**Problem:**
Copy the entries below word for word, starting at the line that contains "wall outlet -> point" and ending with the final line of the entries.

**Entries provided:**
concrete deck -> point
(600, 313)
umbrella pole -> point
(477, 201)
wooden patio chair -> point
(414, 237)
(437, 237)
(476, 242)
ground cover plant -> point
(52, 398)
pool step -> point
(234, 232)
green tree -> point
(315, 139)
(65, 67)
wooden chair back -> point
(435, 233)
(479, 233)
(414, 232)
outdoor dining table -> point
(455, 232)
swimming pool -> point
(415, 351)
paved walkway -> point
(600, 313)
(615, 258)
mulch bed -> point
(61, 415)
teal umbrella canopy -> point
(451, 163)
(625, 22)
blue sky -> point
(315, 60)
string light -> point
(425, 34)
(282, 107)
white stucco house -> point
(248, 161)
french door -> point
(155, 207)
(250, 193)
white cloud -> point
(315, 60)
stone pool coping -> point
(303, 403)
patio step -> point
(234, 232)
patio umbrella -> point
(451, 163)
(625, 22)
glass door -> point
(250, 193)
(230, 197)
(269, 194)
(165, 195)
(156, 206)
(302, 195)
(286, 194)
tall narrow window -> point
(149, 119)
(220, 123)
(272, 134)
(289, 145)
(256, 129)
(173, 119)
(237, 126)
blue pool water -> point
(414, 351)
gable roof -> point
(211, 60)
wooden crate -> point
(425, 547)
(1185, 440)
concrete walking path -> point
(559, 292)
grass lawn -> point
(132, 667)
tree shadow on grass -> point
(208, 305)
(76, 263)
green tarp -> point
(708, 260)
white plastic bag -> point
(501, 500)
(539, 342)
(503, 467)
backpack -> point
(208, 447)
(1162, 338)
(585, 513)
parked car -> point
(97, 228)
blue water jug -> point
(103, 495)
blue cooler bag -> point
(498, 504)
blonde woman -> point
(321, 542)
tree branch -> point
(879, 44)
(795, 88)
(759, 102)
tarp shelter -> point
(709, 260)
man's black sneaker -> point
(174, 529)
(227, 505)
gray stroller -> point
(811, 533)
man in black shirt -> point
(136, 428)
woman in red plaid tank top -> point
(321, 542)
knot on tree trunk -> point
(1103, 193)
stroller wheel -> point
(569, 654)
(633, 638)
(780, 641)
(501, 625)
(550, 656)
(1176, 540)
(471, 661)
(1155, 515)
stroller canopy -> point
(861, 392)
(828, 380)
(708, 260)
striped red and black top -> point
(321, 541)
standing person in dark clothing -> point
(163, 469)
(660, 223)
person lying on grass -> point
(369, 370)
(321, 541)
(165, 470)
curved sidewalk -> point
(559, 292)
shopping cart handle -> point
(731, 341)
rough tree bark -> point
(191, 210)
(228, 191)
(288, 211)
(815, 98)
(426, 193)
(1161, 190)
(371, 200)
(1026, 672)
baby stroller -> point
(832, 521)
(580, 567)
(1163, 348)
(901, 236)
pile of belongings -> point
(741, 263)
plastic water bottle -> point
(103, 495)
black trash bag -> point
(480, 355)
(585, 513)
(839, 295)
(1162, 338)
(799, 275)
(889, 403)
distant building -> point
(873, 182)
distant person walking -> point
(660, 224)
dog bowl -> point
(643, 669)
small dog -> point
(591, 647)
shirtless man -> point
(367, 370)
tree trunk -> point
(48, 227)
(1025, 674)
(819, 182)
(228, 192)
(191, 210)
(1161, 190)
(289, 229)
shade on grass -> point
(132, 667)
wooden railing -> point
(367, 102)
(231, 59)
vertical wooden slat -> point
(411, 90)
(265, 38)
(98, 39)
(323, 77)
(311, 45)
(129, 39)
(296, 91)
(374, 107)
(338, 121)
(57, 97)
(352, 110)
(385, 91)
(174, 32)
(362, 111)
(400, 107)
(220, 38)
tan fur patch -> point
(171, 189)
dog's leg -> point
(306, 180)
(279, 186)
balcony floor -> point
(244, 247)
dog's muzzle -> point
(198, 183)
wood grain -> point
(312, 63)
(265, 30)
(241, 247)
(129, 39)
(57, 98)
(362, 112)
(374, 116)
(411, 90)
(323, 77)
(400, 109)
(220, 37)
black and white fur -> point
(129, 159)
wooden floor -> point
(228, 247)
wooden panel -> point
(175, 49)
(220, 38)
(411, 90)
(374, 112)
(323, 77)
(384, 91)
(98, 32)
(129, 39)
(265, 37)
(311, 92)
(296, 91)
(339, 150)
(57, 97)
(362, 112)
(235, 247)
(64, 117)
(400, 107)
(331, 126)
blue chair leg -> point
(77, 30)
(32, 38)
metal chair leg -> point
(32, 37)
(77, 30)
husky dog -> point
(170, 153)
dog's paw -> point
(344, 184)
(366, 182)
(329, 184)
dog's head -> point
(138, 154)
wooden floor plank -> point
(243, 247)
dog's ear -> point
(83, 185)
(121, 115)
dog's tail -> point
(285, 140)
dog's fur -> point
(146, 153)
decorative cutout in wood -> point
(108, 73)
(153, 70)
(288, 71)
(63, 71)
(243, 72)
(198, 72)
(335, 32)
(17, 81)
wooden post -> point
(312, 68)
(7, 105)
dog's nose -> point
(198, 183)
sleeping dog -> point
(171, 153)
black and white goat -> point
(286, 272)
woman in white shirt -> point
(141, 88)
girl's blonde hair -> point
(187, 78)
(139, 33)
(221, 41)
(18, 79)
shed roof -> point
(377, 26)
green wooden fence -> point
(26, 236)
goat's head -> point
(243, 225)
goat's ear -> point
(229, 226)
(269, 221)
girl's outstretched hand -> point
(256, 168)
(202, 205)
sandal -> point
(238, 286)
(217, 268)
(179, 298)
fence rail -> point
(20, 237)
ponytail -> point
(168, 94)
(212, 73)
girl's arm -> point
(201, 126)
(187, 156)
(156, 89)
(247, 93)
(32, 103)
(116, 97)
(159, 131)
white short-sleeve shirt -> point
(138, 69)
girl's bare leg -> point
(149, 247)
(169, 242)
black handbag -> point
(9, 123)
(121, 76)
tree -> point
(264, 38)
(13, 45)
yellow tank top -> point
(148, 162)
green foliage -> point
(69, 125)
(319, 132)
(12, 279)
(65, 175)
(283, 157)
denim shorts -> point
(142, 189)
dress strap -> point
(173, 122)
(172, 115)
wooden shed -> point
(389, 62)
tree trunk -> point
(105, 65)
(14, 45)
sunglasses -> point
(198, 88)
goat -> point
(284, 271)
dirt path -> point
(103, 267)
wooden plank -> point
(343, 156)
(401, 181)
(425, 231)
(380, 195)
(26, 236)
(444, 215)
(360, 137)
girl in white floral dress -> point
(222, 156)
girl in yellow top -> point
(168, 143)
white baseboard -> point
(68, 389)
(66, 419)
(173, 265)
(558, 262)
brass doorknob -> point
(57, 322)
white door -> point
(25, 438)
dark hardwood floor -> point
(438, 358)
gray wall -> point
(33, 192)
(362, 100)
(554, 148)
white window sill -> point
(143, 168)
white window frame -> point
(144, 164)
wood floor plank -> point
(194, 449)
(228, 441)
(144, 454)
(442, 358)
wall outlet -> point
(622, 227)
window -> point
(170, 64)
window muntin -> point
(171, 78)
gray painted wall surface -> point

**Written response:**
wall outlet -> point
(622, 227)
window -> point
(170, 64)
window muntin -> point
(171, 78)
gray painted wall surface -> point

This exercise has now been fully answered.